[Referring expression pointing data]
>>>>>

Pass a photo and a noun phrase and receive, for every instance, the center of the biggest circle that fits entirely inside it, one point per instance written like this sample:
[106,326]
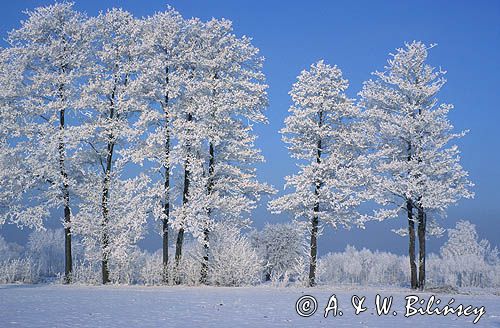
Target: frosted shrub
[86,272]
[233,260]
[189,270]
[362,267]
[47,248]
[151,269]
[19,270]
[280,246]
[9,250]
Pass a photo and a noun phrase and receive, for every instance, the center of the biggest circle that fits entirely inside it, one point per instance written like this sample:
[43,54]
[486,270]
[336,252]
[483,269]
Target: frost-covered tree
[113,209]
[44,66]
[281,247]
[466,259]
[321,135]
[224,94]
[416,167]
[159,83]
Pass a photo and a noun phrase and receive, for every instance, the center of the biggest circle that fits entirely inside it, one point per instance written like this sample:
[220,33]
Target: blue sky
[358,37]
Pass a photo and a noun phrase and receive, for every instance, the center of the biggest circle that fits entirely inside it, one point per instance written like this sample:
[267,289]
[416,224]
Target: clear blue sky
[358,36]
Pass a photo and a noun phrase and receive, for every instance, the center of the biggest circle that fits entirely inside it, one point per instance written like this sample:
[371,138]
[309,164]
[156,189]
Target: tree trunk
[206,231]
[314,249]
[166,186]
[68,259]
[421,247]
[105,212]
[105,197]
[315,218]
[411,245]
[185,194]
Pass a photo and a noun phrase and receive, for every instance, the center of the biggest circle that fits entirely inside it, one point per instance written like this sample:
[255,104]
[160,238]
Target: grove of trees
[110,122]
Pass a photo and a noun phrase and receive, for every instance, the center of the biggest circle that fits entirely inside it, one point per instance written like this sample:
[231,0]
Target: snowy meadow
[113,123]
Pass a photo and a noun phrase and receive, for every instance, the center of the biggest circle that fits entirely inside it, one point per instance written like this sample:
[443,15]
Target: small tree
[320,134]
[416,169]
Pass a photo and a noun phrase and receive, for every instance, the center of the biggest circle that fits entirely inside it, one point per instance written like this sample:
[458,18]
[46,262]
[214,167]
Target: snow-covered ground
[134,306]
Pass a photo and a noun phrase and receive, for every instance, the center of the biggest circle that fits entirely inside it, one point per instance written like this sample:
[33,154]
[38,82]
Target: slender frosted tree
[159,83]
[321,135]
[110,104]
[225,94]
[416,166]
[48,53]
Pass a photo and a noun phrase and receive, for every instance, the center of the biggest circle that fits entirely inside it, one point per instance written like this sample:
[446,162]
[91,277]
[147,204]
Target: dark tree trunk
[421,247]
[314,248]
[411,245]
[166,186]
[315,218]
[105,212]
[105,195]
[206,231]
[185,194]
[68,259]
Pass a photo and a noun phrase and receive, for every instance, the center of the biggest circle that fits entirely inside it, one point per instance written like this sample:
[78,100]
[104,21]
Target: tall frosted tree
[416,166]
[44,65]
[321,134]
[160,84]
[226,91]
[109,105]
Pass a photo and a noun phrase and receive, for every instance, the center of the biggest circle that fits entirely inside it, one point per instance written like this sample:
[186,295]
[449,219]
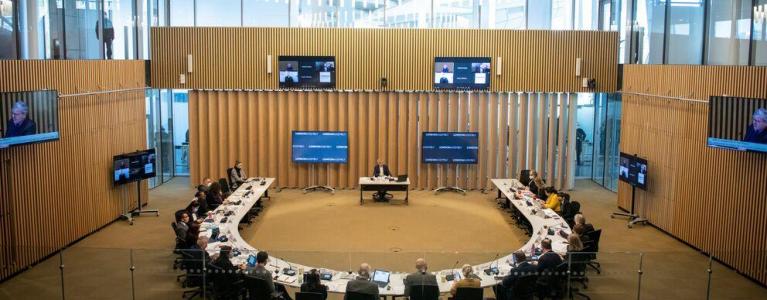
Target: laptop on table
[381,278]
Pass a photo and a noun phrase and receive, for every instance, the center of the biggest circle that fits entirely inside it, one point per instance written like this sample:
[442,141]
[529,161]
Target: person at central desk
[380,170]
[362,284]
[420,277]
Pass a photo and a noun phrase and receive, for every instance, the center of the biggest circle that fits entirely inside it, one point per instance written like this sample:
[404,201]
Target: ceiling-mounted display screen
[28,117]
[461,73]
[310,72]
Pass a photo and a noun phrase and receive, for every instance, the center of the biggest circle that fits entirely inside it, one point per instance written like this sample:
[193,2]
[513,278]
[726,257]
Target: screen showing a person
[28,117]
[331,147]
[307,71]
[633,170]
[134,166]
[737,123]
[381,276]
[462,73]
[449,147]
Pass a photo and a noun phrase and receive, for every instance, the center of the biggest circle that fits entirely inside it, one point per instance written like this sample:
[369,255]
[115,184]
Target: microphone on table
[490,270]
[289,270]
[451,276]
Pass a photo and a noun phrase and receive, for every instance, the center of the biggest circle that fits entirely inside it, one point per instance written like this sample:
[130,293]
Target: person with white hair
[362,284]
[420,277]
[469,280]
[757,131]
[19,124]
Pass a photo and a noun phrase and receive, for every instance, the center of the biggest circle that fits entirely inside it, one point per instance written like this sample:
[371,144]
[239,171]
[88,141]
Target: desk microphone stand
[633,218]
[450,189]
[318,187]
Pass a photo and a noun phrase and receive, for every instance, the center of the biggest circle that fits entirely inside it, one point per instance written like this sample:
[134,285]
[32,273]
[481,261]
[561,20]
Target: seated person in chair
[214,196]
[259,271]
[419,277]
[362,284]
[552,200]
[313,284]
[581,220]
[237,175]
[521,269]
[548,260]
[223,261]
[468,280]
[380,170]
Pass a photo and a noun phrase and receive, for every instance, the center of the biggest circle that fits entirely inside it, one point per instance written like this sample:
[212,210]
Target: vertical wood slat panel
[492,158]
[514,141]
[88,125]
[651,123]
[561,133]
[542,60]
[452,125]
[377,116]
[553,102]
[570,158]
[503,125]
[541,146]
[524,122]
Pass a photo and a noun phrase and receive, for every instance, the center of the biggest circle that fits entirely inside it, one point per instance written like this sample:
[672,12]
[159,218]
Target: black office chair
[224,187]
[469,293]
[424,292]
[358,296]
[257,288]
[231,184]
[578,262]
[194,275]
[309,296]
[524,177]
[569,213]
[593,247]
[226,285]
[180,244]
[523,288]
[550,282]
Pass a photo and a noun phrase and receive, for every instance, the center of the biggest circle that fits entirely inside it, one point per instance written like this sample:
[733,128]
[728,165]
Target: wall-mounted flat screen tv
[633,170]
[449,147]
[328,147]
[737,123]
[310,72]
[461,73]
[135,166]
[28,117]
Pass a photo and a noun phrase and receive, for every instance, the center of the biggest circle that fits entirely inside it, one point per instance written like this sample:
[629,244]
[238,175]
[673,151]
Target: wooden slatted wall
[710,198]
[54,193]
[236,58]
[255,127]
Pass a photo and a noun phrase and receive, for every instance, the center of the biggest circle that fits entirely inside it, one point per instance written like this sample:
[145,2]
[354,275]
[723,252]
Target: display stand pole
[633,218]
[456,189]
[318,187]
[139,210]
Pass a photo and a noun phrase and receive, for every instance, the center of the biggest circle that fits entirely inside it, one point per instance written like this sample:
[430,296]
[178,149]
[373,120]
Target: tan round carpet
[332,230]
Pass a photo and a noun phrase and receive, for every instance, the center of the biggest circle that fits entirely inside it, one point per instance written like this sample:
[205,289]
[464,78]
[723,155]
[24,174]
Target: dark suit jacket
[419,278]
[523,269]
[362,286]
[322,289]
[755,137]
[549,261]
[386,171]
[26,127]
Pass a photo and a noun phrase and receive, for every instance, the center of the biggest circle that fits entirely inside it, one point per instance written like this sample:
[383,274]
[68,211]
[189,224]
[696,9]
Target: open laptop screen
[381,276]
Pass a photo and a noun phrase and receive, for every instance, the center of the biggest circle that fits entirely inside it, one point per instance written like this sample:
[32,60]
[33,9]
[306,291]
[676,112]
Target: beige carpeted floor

<<<<<

_TASK OBJECTIVE:_
Word for word, return the entries above, but without any pictures.

_RESPONSE BELOW:_
Pass a photo and a noun phrase and receive, for every instance, the center of the biggest circle that fits entirely inside it, one point per instance written like this sample:
[106,326]
Target: frosted shrub
[86,272]
[233,260]
[189,270]
[362,267]
[47,248]
[151,269]
[19,270]
[280,246]
[9,250]
Pass a photo and a noun phrase and receive, for every instance, the center of the biggest circle that fits entirely inside it, one point per instance written like this sample:
[43,54]
[486,270]
[336,252]
[483,269]
Target: frost-covered tree
[113,209]
[44,66]
[281,247]
[466,259]
[321,135]
[224,94]
[416,167]
[159,83]
Pass a photo and a noun phrase and receive, for every instance, the center of the biggest circle that fits entirely inside it, one point per instance written like this sample:
[220,33]
Target: blue sky
[358,37]
Pass a photo and a noun phrase and receive, for every instance, the center of the biggest circle that fits entirely inside it, one point per instance written like this sample:
[267,289]
[416,224]
Target: clear blue sky
[358,36]
Pass a photo and a noun phrase and receive, for every instance, the center of the biggest circle that fits entirely inside it, one point per instance written like this sample:
[371,138]
[309,164]
[156,189]
Target: tree trunk
[206,231]
[314,249]
[166,186]
[68,259]
[421,247]
[105,212]
[105,197]
[315,218]
[411,245]
[185,194]
Pass a photo and a noun phrase and receive, for every instance, the center of the biggest circle that fits entirely inside it, one point per instance written like this sample:
[255,104]
[160,238]
Target: grove of trees
[110,122]
Pass a photo and a noun phrase and receive, for every instance, the center of the biggest circle that fits entirely inside it, one point per instance written like this sample:
[231,0]
Target: snowy meadow
[113,123]
Pass a photo and a noun phrase and receive, for every instance, the center of the biggest circle that fits entirely inside it, one point per instance written like this sample:
[443,15]
Target: small tree
[320,134]
[416,169]
Pass a photo and a noun phrase and receive, for every instance, the center of the biggest circle that fits entirely inside it, one point per instance written like this sample:
[458,18]
[46,262]
[214,167]
Target: snow-covered ground
[134,306]
Pass a photo and a noun phrase and receive, for every instance, the center of the biggest circle that fits entirely inside it, one point per instance written like this sample:
[33,154]
[38,82]
Target: slender frosted tree
[159,83]
[321,135]
[110,104]
[225,94]
[416,166]
[48,53]
Pass a photo and a noun phrase and receive, for every instance, the center of the biggest circle that fits entirely inside it, one point per instance written like this sample:
[446,162]
[91,277]
[147,204]
Target: dark tree trunk
[421,247]
[314,248]
[411,245]
[166,186]
[315,218]
[105,212]
[105,195]
[206,231]
[185,194]
[68,259]
Pass a photo and a noun phrase and receive, for every instance, the center of the biggest circle that fits entirely inside it, one point per instance written like this sample:
[78,100]
[104,21]
Target: tall frosted tree
[416,166]
[44,65]
[321,134]
[160,84]
[226,91]
[109,105]
Pass a photo and a noun phrase and receive, for every instance, the center of the biggest circle that fits entirely inside it, one point per instance written like this sample:
[186,295]
[449,219]
Target: laptop on table
[381,278]
Pass a photo and a noun phrase and receive, for every instance, the center of the biggest circle that fits entirely inside it, one point per instance written like this sample:
[442,141]
[529,161]
Target: person at central desk
[380,170]
[362,284]
[420,277]
Pass a photo and a noun phrase and receive, for every instance, the center of the biggest circle that fits entirely inside it, one point per instance written like this sample:
[404,201]
Target: ceiling-mounted display screen
[28,117]
[461,73]
[310,72]
Pass a photo and a noun phrase and receive, for every instance, the center of the biggest circle that fits entirely inside it, one point per instance written like this sample:
[193,2]
[513,278]
[726,257]
Target: screen showing a person
[28,117]
[331,147]
[307,71]
[633,170]
[134,166]
[737,123]
[381,276]
[462,73]
[449,147]
Pass a photo and a noun phrase and receive, for every instance, the center of the biggest circle that fits entirely inside it, one point per instance written like this sample:
[369,255]
[115,184]
Target: microphone on table
[490,270]
[289,270]
[451,276]
Pass a photo and a noun phrase and receive, for every instance, the center of the biggest circle that fits entirely inside it, one point per instance written like this sample:
[130,293]
Target: person with white hair
[362,284]
[420,277]
[469,280]
[757,131]
[19,124]
Pass a photo and a noun phrase and receive, for every instance, the center of the biggest circle that fits entirely inside it, one point per instance written like this sample:
[371,144]
[239,171]
[88,141]
Target: desk microphone stand
[633,218]
[450,189]
[318,187]
Pass a photo and a noun phrase and receive, for every instance, the center of the biggest circle that fits entirely inside it, one point per instance written like this sample:
[134,285]
[32,273]
[481,261]
[561,20]
Target: seated person in chair
[214,196]
[259,271]
[419,277]
[362,284]
[552,200]
[313,284]
[581,220]
[237,175]
[521,269]
[548,260]
[223,261]
[468,280]
[380,170]
Pass a photo and a noun phrase and receive, for every instance, the center of the biggest circle that fits entirely inside it, one point per instance written like this sample:
[212,210]
Target: vertical wood slat panel
[492,158]
[514,141]
[88,125]
[651,123]
[561,133]
[542,60]
[452,125]
[377,116]
[553,102]
[570,158]
[503,125]
[541,146]
[524,122]
Pass a photo and a noun phrase and receive, for every instance, the center of the biggest circle that fits entirely inside it, one point per instance written like this sample:
[672,12]
[159,218]
Target: black office chair
[224,187]
[469,293]
[424,292]
[358,296]
[257,288]
[231,184]
[578,262]
[194,275]
[309,296]
[524,177]
[569,213]
[593,247]
[226,285]
[180,244]
[523,288]
[550,282]
Pass a photo and a noun phrase and receive, for every instance, the center of the biggest circle that fits entirely inside it, one point per instance written like this sample:
[733,128]
[728,165]
Target: wall-mounted flat screen tv
[633,170]
[449,147]
[328,147]
[737,123]
[310,72]
[461,73]
[135,166]
[28,117]
Pass a photo and a noun phrase and receive, for every instance, the center of the biggest circle that fits entirely inside it, one point per instance written like this sample:
[629,244]
[238,175]
[673,151]
Target: wooden slatted wall
[710,198]
[54,193]
[236,58]
[255,127]
Pass a photo and a noun phrase and receive, for every instance, the center of the biggest circle that fits entirely inside it, one point per instance written like this sample:
[145,2]
[354,275]
[723,252]
Target: display stand pole
[633,218]
[456,189]
[318,187]
[139,210]
Pass a photo and a noun phrase and receive, for every instance, the center of the biggest circle that fits entirely inside it, one point per instance written like this sample:
[430,296]
[178,149]
[373,120]
Target: tan round carpet
[332,230]
Pass a photo and a noun phrase and receive, for every instance, the center of the biggest circle that fits entirely inside it, one point per instance written like this sample:
[205,289]
[464,78]
[723,155]
[24,174]
Target: dark suit jacket
[419,278]
[523,269]
[362,286]
[322,289]
[755,137]
[549,261]
[386,171]
[26,127]
Pass a photo and a noun phrase and receive, for every instance, the center of the biggest circle that fits entirely inside it, one point per instance written like this sample:
[383,274]
[68,211]
[189,224]
[696,9]
Target: open laptop screen
[381,276]
Pass a photo and a noun phrase and receive, for every instance, the center of the biggest circle that fits entirely inside it, one point per instance written like this sample:
[32,60]
[33,9]
[306,291]
[676,112]
Target: beige carpeted floor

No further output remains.